Records drawn from a dataset –
—————

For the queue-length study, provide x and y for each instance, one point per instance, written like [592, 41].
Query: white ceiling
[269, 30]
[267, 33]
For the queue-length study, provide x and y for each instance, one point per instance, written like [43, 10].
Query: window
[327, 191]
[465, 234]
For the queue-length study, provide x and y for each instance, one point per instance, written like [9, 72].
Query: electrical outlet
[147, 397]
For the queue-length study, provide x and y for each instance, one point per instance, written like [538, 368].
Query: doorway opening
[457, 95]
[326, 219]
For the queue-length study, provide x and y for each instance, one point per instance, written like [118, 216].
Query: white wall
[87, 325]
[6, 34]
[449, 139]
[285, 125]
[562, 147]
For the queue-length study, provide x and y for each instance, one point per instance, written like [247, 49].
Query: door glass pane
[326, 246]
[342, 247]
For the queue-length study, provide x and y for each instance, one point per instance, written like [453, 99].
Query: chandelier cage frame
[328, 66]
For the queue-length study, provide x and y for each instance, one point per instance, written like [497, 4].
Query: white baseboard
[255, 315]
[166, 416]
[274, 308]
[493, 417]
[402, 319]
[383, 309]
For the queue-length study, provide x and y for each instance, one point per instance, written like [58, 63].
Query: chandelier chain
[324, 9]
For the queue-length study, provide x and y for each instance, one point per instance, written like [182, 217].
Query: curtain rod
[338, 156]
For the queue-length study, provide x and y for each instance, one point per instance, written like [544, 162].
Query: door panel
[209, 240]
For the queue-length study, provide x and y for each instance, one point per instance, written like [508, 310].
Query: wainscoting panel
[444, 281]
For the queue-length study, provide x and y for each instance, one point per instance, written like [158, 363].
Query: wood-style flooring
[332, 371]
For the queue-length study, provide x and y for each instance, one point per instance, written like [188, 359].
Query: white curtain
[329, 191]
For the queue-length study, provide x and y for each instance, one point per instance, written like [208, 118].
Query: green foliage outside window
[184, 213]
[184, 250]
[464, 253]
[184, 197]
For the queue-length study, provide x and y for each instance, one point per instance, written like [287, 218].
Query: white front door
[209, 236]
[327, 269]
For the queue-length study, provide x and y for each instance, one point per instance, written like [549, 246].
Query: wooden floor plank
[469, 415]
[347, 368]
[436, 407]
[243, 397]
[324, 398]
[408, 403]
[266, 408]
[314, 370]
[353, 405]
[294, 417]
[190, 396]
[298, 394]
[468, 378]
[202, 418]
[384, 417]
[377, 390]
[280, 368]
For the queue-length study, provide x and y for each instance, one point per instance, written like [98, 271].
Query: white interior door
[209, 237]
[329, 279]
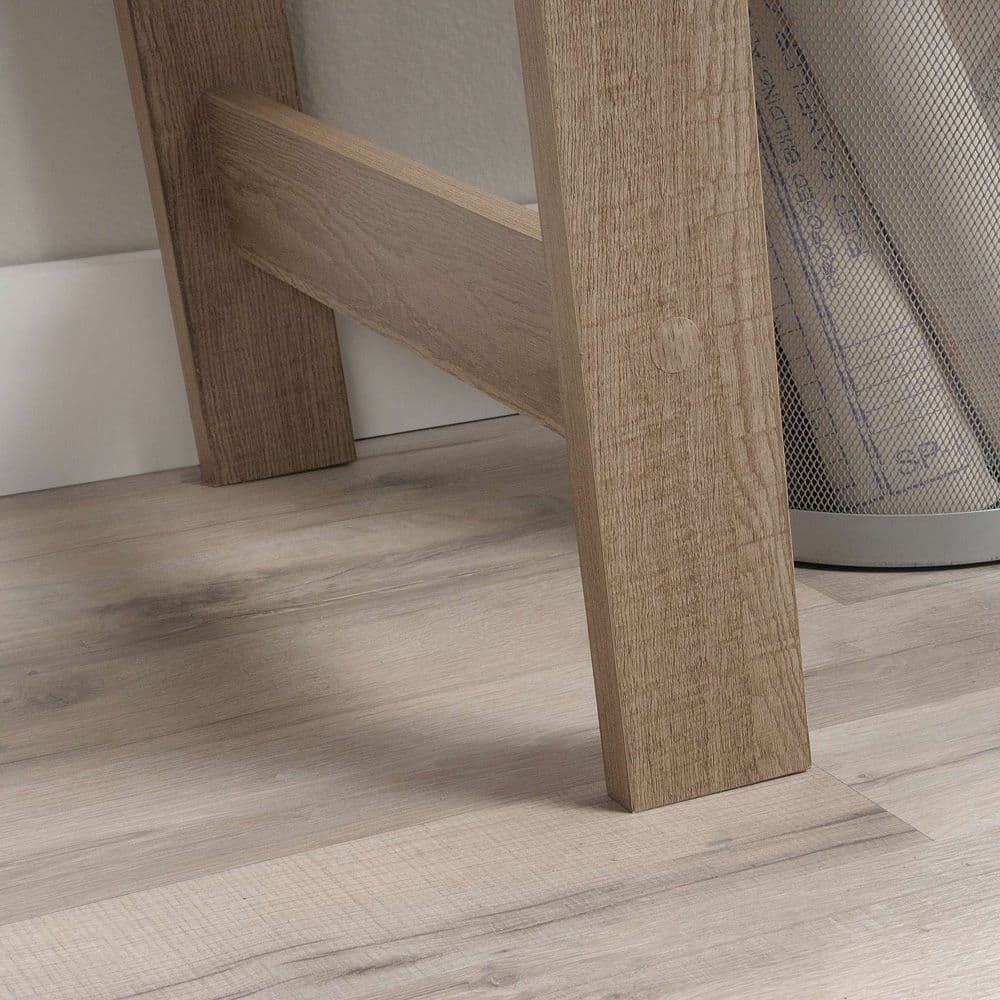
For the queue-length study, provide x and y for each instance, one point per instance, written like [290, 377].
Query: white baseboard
[91, 387]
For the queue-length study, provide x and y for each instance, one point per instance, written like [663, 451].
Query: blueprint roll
[905, 103]
[879, 430]
[975, 33]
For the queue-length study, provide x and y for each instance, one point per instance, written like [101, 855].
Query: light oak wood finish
[645, 147]
[334, 735]
[453, 273]
[261, 361]
[656, 314]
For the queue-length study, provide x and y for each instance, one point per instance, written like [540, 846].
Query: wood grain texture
[646, 156]
[261, 361]
[558, 898]
[451, 272]
[333, 735]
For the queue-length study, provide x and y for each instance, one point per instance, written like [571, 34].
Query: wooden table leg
[644, 135]
[261, 361]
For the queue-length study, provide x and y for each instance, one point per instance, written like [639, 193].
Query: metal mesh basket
[880, 143]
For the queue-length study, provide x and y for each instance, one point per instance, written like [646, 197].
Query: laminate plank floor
[333, 735]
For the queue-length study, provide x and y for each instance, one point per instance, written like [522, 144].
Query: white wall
[437, 80]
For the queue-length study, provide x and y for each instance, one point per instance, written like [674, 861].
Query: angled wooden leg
[645, 146]
[261, 361]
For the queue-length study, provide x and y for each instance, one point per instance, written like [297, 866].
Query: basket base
[896, 541]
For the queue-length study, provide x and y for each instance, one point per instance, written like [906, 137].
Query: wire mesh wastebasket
[879, 130]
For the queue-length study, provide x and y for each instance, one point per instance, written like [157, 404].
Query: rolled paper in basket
[886, 424]
[975, 33]
[907, 109]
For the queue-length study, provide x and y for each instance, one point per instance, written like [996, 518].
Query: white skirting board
[91, 387]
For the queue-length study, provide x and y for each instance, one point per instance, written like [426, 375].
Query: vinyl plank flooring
[935, 765]
[334, 735]
[848, 586]
[511, 901]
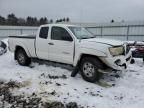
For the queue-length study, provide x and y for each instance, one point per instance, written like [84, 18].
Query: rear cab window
[59, 33]
[44, 32]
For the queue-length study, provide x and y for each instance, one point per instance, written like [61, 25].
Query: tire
[89, 69]
[22, 57]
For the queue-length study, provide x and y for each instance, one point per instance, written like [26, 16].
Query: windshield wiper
[87, 37]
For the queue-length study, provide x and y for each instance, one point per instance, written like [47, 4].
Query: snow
[127, 92]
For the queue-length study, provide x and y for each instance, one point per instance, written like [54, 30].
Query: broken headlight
[115, 51]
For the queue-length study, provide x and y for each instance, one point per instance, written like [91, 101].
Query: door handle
[51, 43]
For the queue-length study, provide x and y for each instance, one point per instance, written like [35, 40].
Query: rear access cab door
[41, 43]
[61, 45]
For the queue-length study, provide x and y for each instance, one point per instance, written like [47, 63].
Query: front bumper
[118, 62]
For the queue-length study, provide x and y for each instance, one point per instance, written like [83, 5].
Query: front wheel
[22, 57]
[89, 69]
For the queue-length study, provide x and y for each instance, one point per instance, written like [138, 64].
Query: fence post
[127, 35]
[101, 31]
[21, 31]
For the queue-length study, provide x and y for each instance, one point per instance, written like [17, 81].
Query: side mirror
[67, 38]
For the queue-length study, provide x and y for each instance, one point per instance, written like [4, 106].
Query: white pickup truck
[74, 45]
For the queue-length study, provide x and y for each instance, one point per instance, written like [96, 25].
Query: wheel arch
[18, 47]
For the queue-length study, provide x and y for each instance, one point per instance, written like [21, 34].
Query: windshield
[81, 33]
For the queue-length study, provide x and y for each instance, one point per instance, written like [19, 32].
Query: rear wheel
[89, 69]
[22, 57]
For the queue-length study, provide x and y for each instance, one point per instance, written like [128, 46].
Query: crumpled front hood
[104, 41]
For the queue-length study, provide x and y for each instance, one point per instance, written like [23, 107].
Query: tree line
[29, 21]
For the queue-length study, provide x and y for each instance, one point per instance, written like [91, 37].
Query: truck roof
[61, 25]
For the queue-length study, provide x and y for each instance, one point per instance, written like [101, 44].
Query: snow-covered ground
[54, 83]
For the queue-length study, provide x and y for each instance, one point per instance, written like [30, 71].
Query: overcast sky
[77, 10]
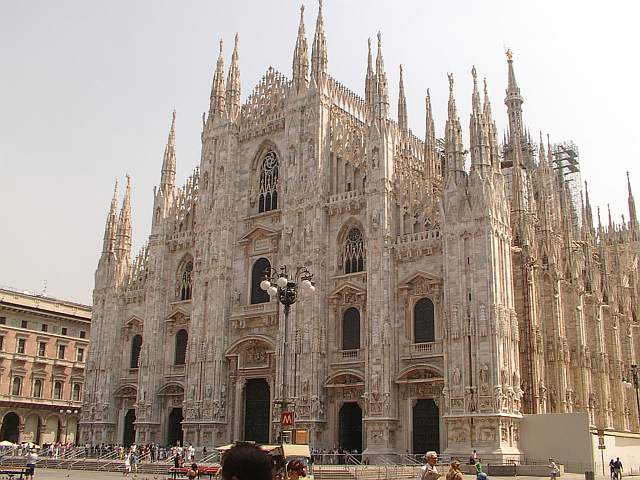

—————

PROBLEM – Set down, exactly as they stand above, the lines starting with the line with "like [58, 63]." and going on through the line with "like [549, 246].", and no others.

ANSWER TO THIS PROBLEM –
For the queue-length study, provide x and y for each instance, one point per instance, written like [58, 63].
Query: chandelier chain
[324, 9]
For the queue-length study, provide x and y for each instance, one point per instance, written like [182, 217].
Query: curtain rod
[338, 156]
For the queue-length study, provide x and y for each instance, one point per instance, written like [544, 162].
Query: door panel
[209, 240]
For the queue-length study, provide x and y for each instance, one point per instance, written like [508, 310].
Query: wainscoting panel
[444, 281]
For the queue-length study, provide x and y for each instance, one point per instance, written like [158, 363].
Query: wood-style flooring
[332, 371]
For the queue-length study, provide x and y for each instance, one point per instance, written like [188, 359].
Query: white curtain
[329, 191]
For the queue-length study, provide x and y for each instance, one point per instance, written like [208, 118].
Query: green foliage outside window
[184, 213]
[184, 250]
[464, 253]
[184, 197]
For the queue-length study, provide x and y for each instance, one point per instance, written like [287, 218].
Query: white front door
[209, 236]
[327, 269]
For the queue-length study, provide x and y for each instance, one point per instance, written like [549, 246].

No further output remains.